▶ Your objective:
Records follow. Copy every line with "carrot".

Start of Available data

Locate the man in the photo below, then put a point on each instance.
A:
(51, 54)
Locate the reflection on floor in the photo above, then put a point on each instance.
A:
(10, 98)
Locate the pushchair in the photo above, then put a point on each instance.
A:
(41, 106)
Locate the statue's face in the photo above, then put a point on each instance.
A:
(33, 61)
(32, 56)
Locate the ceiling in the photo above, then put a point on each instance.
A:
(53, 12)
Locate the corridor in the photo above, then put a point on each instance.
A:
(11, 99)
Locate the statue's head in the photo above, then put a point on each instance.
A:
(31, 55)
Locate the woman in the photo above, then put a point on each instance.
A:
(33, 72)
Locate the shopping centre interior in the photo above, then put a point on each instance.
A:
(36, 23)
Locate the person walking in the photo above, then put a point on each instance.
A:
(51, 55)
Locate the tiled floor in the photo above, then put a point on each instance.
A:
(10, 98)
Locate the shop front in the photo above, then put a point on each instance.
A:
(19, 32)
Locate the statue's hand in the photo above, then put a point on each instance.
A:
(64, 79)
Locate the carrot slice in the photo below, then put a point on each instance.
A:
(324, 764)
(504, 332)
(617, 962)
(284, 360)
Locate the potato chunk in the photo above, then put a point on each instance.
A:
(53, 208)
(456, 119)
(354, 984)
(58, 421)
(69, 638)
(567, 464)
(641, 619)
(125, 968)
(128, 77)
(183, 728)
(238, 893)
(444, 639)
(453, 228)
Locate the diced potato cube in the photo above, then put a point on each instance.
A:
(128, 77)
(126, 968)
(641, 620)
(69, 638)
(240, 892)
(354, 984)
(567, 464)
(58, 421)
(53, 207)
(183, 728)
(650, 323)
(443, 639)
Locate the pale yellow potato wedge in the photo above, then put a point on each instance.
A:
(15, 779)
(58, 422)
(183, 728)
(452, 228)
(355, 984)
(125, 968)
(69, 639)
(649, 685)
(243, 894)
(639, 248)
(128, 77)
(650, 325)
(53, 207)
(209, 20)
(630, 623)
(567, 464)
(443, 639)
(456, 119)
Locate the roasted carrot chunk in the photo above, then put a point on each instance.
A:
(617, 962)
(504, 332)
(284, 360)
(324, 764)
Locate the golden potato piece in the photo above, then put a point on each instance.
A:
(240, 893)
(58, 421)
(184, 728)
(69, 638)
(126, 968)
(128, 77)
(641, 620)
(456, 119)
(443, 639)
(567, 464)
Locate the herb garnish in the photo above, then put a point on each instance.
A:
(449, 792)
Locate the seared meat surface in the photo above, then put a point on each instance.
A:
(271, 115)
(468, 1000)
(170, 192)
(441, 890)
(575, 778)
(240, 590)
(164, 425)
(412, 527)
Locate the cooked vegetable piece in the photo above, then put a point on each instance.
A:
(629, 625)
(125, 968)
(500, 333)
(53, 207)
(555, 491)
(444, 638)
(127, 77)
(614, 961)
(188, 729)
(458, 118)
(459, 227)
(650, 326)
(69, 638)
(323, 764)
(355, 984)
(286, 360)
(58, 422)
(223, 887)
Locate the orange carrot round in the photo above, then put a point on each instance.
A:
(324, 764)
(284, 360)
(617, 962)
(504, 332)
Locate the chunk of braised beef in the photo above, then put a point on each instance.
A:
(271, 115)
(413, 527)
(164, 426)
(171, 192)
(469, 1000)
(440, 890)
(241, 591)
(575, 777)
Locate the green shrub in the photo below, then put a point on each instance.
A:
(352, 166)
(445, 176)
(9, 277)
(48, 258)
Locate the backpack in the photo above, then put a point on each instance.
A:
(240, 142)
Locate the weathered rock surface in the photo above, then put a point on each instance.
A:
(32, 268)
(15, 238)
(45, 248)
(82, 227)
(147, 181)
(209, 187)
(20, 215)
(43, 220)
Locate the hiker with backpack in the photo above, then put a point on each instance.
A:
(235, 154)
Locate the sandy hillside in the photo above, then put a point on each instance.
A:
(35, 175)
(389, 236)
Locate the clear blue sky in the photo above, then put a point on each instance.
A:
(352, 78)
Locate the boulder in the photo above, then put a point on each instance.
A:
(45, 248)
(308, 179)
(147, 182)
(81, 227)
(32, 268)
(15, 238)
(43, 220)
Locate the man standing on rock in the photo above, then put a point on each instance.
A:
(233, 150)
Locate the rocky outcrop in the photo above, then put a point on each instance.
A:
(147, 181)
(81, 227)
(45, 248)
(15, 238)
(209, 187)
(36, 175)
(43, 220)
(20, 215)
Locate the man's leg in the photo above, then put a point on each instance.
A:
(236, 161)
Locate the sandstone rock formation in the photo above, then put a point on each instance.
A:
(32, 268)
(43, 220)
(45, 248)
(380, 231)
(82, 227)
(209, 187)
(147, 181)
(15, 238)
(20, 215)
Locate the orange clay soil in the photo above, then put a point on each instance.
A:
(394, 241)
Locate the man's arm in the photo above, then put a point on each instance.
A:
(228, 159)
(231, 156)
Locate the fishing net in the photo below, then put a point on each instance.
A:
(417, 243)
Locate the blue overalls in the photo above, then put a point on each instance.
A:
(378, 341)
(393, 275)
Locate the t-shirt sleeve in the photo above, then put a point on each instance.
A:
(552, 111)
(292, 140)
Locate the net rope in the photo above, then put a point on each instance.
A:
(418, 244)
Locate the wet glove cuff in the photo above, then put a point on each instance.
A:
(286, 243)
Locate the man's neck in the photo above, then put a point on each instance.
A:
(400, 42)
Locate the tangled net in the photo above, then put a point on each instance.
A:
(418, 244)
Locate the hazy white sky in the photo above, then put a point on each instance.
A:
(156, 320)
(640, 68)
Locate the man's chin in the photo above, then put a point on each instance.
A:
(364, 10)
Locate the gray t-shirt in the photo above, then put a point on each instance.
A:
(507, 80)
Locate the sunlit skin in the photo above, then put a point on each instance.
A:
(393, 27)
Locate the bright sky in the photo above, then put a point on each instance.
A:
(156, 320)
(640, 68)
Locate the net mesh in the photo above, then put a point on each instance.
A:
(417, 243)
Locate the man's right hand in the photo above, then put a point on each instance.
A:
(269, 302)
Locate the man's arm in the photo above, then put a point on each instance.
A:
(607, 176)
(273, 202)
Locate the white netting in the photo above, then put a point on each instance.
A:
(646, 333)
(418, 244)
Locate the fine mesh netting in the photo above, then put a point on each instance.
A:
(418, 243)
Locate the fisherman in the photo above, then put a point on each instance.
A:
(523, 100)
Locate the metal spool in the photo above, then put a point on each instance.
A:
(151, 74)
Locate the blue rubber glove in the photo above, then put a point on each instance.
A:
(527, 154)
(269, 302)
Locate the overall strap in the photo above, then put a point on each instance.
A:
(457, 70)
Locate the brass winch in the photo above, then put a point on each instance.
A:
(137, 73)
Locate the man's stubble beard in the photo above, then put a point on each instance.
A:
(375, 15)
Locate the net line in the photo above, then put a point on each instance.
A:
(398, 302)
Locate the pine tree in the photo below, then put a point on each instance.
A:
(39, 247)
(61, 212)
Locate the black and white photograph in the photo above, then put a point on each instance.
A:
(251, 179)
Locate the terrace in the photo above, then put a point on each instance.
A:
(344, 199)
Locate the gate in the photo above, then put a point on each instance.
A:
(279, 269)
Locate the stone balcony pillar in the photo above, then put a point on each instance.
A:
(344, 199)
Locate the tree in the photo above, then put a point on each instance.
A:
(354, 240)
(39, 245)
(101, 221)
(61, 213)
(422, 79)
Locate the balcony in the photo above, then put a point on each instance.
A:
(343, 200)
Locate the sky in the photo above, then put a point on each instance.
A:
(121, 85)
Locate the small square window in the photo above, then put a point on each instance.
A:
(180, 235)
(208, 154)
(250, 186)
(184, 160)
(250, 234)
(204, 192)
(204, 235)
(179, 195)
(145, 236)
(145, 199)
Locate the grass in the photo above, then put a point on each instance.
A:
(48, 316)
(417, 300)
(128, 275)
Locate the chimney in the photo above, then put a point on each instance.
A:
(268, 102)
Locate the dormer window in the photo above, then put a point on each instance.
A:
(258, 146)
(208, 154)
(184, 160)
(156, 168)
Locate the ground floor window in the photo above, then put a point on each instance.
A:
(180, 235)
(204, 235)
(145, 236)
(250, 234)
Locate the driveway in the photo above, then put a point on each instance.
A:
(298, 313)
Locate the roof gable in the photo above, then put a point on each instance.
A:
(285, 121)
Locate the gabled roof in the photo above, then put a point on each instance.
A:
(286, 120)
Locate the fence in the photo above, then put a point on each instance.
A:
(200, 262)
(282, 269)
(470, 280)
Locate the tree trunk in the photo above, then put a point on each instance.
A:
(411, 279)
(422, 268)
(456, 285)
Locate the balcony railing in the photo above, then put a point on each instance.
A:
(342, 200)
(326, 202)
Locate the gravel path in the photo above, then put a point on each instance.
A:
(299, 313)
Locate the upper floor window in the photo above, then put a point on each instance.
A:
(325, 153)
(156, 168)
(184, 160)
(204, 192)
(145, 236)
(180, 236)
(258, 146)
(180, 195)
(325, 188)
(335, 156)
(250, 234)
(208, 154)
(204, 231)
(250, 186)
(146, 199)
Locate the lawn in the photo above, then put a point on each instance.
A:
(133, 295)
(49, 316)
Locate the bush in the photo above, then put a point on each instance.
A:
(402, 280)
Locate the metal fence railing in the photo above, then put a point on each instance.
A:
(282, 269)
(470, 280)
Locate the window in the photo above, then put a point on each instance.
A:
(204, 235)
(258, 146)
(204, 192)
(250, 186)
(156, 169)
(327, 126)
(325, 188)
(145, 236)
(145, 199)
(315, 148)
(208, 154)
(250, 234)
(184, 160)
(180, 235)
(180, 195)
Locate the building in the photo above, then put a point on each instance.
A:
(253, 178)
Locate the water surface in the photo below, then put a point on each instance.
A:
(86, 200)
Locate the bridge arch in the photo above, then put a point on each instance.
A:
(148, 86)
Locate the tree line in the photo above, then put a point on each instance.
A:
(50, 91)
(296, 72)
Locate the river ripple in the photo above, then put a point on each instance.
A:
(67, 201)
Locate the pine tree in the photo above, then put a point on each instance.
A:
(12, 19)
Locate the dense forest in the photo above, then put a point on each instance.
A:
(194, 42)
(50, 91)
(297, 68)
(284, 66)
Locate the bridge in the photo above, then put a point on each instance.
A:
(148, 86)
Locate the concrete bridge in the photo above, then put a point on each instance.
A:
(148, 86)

End of Available data

▶ Solution:
Locate the carrot slice in the photo below, then put a point on each instance.
Locate the roasted carrot chunk in the photo above, then put a point on each instance.
Locate the orange carrot round in the photo above, then put a point on each instance.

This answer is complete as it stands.